*Input material:*
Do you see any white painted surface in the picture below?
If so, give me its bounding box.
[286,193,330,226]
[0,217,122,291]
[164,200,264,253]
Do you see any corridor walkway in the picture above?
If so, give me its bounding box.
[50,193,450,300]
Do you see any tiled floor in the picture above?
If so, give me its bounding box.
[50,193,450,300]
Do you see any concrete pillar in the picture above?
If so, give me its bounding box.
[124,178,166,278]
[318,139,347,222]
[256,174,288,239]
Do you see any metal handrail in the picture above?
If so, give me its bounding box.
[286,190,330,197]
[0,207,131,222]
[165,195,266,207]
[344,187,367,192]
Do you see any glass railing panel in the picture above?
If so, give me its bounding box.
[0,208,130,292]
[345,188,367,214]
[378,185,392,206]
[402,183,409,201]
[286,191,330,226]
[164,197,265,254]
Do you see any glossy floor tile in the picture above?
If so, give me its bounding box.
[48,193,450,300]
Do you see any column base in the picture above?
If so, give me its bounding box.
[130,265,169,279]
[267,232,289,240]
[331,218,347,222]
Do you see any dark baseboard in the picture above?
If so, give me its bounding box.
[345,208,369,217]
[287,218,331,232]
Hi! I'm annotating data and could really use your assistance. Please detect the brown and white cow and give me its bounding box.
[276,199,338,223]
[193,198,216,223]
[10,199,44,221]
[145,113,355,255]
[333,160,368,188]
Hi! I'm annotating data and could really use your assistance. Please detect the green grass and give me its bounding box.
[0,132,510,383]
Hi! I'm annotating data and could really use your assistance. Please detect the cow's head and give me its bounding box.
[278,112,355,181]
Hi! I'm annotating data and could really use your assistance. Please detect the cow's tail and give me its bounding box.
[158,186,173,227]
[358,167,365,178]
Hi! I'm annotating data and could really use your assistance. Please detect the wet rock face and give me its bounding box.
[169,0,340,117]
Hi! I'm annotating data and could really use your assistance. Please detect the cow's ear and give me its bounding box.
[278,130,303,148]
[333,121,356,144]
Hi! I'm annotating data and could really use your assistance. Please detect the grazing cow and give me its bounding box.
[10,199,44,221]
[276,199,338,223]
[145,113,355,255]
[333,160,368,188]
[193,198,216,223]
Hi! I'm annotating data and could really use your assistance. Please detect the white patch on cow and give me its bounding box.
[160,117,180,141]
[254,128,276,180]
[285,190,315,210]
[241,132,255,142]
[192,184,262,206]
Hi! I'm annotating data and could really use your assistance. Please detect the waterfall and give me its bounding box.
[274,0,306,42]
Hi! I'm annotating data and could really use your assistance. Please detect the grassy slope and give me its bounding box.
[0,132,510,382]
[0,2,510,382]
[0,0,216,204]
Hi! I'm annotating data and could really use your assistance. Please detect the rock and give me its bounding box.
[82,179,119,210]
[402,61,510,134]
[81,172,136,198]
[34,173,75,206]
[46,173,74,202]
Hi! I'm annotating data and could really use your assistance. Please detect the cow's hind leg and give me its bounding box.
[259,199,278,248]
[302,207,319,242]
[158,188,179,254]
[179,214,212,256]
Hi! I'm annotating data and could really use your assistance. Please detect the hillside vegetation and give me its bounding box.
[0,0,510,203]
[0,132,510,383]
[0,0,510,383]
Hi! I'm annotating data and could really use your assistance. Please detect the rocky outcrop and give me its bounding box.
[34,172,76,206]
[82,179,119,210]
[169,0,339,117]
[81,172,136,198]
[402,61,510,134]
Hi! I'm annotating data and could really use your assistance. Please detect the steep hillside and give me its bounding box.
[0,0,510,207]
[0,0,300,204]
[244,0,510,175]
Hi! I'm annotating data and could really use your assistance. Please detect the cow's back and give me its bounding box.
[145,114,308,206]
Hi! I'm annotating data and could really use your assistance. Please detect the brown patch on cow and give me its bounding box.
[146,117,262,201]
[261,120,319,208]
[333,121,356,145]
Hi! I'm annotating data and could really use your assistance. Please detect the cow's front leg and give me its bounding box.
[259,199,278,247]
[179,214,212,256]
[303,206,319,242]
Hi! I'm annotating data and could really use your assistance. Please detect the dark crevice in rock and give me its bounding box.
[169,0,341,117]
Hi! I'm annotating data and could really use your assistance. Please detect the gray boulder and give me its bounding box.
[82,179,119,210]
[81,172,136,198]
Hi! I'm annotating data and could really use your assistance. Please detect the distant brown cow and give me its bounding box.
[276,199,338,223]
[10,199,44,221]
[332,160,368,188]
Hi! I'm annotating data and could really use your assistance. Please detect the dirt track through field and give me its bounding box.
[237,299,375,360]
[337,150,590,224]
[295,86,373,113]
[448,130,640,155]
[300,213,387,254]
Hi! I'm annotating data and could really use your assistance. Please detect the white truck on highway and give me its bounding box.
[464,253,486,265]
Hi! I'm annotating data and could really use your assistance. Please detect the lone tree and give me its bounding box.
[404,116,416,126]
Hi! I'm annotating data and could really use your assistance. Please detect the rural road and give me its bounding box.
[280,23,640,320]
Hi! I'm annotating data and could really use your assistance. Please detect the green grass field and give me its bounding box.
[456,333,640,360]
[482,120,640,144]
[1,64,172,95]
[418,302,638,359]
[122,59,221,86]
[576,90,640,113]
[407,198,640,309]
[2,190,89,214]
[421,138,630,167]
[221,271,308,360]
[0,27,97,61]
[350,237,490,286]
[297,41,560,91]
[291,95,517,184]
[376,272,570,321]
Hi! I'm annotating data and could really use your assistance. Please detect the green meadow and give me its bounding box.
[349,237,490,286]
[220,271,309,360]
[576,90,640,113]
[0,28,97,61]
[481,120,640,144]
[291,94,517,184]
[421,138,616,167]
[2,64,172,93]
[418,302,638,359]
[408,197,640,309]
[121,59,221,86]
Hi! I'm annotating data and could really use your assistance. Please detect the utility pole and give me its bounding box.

*Work to do:*
Copy all of the records above word for word.

*Result of this task:*
Do you see any white painted surface in the picture below?
If so, give me its bounding box.
[286,193,330,226]
[0,217,122,291]
[164,200,264,253]
Do you see any corridor walkway in the picture above?
If so, give me its bounding box.
[50,193,450,300]
Do you see any tiled floor in the picture above?
If so, give me its bounding box.
[50,193,450,300]
Do you see any concrete pillar in the picture above?
If so, give me its bounding box.
[124,178,166,278]
[318,139,347,222]
[256,174,288,239]
Do you see any metal handrail in the picture above?
If so, give me its bounding box.
[286,190,330,197]
[0,207,131,222]
[165,195,266,207]
[344,187,367,192]
Do you see any glass railing panel in the picture above?
If so, give me its bounding box.
[0,208,130,292]
[345,188,367,214]
[378,185,392,206]
[402,183,409,201]
[286,191,330,226]
[164,197,265,254]
Do you see any glossy floor tile in the picture above?
If so, give me its bounding box.
[48,193,450,300]
Do you see any column base in the picture above?
If so, give me its bounding box.
[130,265,169,279]
[267,232,289,240]
[331,218,347,222]
Do you see any dark baseboard in the picture above?
If so, give me its bounding box.
[345,208,369,217]
[287,218,331,232]
Hi! I'm annotating data and could really use your assistance. Please detect the brown and white cow and give me its bounding box.
[276,199,338,223]
[193,198,216,223]
[10,199,44,221]
[145,113,355,255]
[333,160,368,188]
Hi! I'm annotating data and could really use your assistance. Please detect the green grass and give me its bounding box.
[0,132,510,383]
Hi! I'm annotating data and could really use your assistance. Please detect the cow's head and give me its bounding box.
[278,112,355,181]
Hi! I'm annotating data and could really use your assistance. Please detect the cow's tail and give me its bounding box.
[158,186,173,227]
[358,167,365,178]
Hi! I'm annotating data and could really use your assistance. Please detect the wet rock face and give me its bounding box.
[169,0,340,117]
Hi! I'm annotating data and could really use your assistance. Please detect the cow's ear and give me its bounding box.
[278,130,303,148]
[333,121,356,144]
Hi! I'm annotating data and could really use your assistance. Please detect the grazing cow and give me its bounding box.
[10,199,44,221]
[276,199,338,223]
[145,113,355,255]
[333,160,368,188]
[193,198,216,223]
Hi! I'm annotating data and could really use your assistance. Please detect the white patch on cow and give me its bounding box.
[160,117,180,141]
[254,128,276,180]
[285,190,315,210]
[241,132,255,142]
[192,184,262,206]
Hi! I'm annotating data and could really use your assistance. Please detect the waterfall and give me its bounding box.
[274,0,306,42]
Hi! I'm annotating data and could really use your assistance. Please detect the grassy slope and give me its bounding box.
[0,132,510,382]
[0,2,510,382]
[0,0,216,204]
Hi! I'm annotating data and could really use your assistance. Please detect the rock and give me its bounding box.
[82,179,119,210]
[402,61,510,134]
[81,172,136,198]
[34,173,75,206]
[46,173,74,202]
Hi! I'm annotating data and could really use your assistance. Please detect the cow's hind leg and give me its bounding box.
[259,199,278,248]
[302,207,319,242]
[158,188,179,254]
[179,214,212,256]
Hi! I'm annotating data and could really use your assistance. Please detect the hillside vegetation and give me its bounding box.
[0,0,510,203]
[0,132,510,383]
[0,0,510,383]
Hi! I'm annotating data and could really use your assistance. Please detect the rocky outcrop and give me its bounding box.
[34,172,76,206]
[82,179,119,210]
[169,0,339,117]
[81,172,136,198]
[402,61,510,134]
Hi! I'm annotating data and could really use your assistance. Please detect the steep hillside and give me its bounding box.
[0,0,510,207]
[0,0,300,204]
[244,0,510,175]
Hi! I'm annotating data and could really use your assistance. Please detect the cow's back and give me its bounding box.
[145,114,308,206]
Hi! I'm annotating data and could really use your assistance. Please detect the brown patch on cow and give me its bounding box.
[146,117,262,201]
[261,120,319,208]
[333,121,356,145]
Hi! I'm annotating data and could really use your assistance. Please detect the cow's front leg and give me its bounding box.
[259,199,278,247]
[179,214,212,256]
[303,206,319,242]
Hi! I'm annotating data and could really use your assistance. Please detect the dark crevice in rock and give me its bounding box.
[169,0,341,117]
Hi! I'm annotating data and could really use your assistance. Please detect the gray boulder and give me its bounding box.
[82,179,119,210]
[81,172,136,198]
Hi! I'm annotating data and could really use your assistance. Please detect the distant brown cow and give me its bounding box.
[276,199,338,223]
[10,199,44,221]
[332,160,368,188]
Hi! I'm annotating data and could really use your assistance. Please detect the dirt track through field and give me its bounding box.
[237,299,375,360]
[337,150,590,224]
[295,86,373,113]
[448,130,640,155]
[300,213,387,254]
Hi! I'm annotating data and could really use your assistance. Please detect the white truck on highway and give me its bounding box.
[464,253,486,265]
Hi! I'm annotating data and could really use your assistance. Please detect the lone tree and give me its bounding box.
[404,116,416,126]
Hi! I'm annotating data and could really use your assistance. Please detect the rural road and give me its bounding box.
[280,23,640,320]
Hi! I'm annotating data and could really use your assistance. Please detect the green grass field and give me its bounding box.
[456,333,640,360]
[482,120,640,144]
[1,64,172,95]
[418,302,638,359]
[122,59,221,86]
[576,90,640,113]
[407,198,640,309]
[2,190,89,214]
[421,138,630,167]
[221,271,308,360]
[0,27,97,61]
[350,237,490,286]
[297,41,560,91]
[291,95,517,184]
[376,272,570,321]
Hi! I'm annotating data and could really use your assistance. Please detect the green meadow and give me its bounding box.
[349,237,490,286]
[220,271,309,360]
[576,90,640,113]
[0,28,97,61]
[481,120,640,144]
[291,94,517,184]
[421,138,616,167]
[2,64,172,93]
[418,302,638,359]
[408,197,640,309]
[121,59,221,86]
Hi! I'm annotating data and could really use your assistance. Please detect the utility pole and give me its bounding box.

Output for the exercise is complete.